== Segment start ==

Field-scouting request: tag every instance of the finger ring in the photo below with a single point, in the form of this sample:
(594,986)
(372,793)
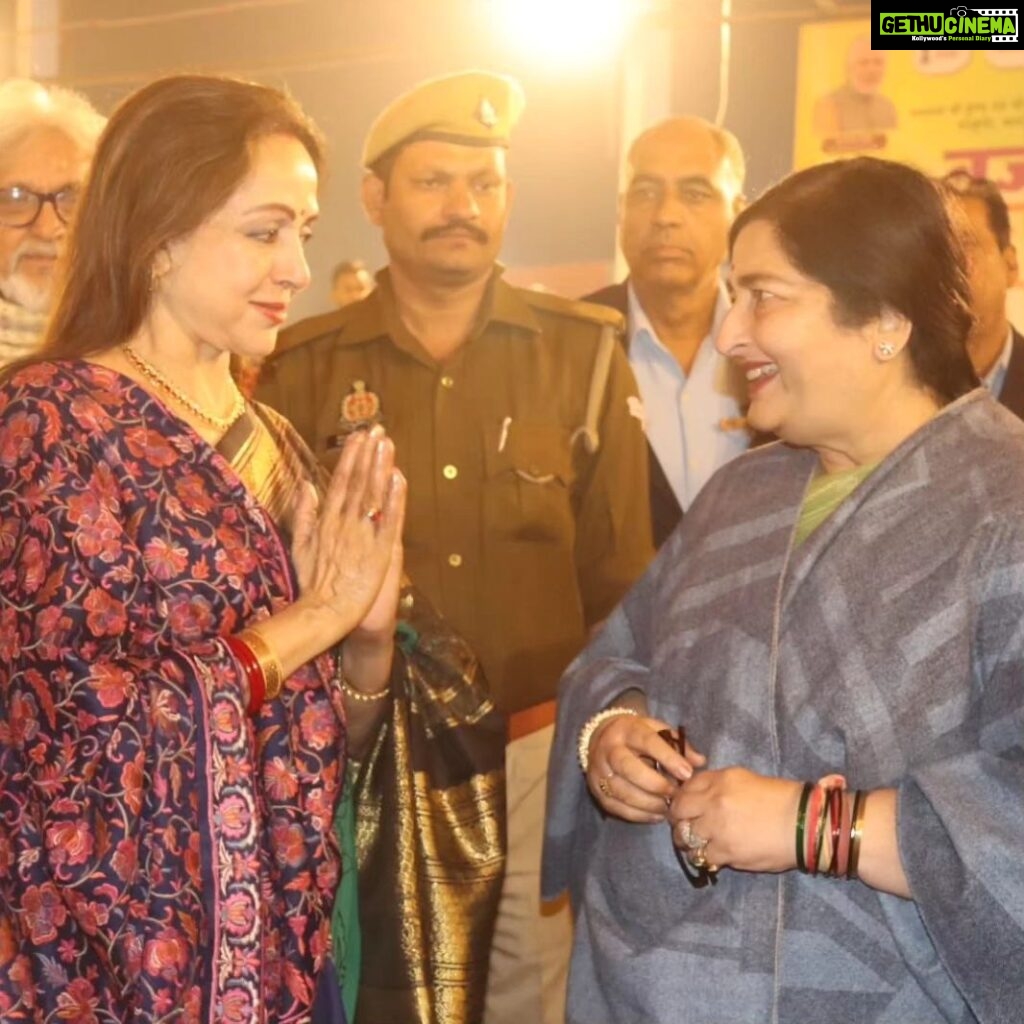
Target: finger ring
(689,838)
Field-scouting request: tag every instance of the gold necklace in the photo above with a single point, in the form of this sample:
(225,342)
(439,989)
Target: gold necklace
(150,372)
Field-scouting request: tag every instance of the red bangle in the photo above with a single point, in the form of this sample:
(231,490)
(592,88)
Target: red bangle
(251,670)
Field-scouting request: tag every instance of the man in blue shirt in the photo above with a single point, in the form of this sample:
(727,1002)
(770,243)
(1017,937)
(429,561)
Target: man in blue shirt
(683,187)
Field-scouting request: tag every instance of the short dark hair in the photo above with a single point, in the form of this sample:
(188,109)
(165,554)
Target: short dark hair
(965,184)
(880,236)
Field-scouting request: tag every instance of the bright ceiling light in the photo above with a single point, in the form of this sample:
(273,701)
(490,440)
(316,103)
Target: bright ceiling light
(564,32)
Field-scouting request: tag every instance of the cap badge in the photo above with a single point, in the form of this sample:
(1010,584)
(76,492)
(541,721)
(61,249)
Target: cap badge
(486,114)
(359,409)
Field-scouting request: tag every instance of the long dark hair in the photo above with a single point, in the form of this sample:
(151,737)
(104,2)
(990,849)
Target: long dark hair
(880,236)
(172,154)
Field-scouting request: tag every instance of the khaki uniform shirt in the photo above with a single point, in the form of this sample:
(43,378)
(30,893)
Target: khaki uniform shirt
(519,535)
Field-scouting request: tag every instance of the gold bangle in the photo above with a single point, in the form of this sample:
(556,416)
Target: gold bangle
(268,663)
(350,691)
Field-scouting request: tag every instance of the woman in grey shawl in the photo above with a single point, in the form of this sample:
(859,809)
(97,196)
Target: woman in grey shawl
(848,600)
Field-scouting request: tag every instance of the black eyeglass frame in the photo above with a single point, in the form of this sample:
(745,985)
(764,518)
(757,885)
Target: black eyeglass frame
(41,199)
(698,878)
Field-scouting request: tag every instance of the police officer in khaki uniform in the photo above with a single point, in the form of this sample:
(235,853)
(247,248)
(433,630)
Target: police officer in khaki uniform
(516,421)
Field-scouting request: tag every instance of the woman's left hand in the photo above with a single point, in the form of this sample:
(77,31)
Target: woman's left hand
(749,820)
(379,623)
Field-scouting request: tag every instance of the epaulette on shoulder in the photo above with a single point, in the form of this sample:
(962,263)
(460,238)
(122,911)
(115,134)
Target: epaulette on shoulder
(601,315)
(309,330)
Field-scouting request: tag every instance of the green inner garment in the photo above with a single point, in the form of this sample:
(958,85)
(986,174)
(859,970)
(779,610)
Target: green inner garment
(825,494)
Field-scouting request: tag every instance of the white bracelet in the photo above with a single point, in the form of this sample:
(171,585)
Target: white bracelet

== Segment end ==

Task statement » Retype the lines beginning at the one containing "Target: woman's left hand" and ending at the final line of the material, both included.

Result of the exercise »
Target: woman's left hand
(749,820)
(379,623)
Field-scouting request: tag every instance of the epaulette on shoulder in the photo above with a single point, in the form of this sample:
(962,263)
(460,238)
(122,911)
(115,134)
Target: epaulette on shoulder
(601,315)
(309,330)
Field-scouting request: tag every instance of the green inner garment in the photo above with a single point, in the form of this sample:
(958,85)
(986,174)
(859,970)
(779,610)
Target: green inner garment
(825,494)
Field-scouting request: tag every instance of the white bracelet in the photo above with a single point, in the form of this sample:
(171,585)
Target: white bracelet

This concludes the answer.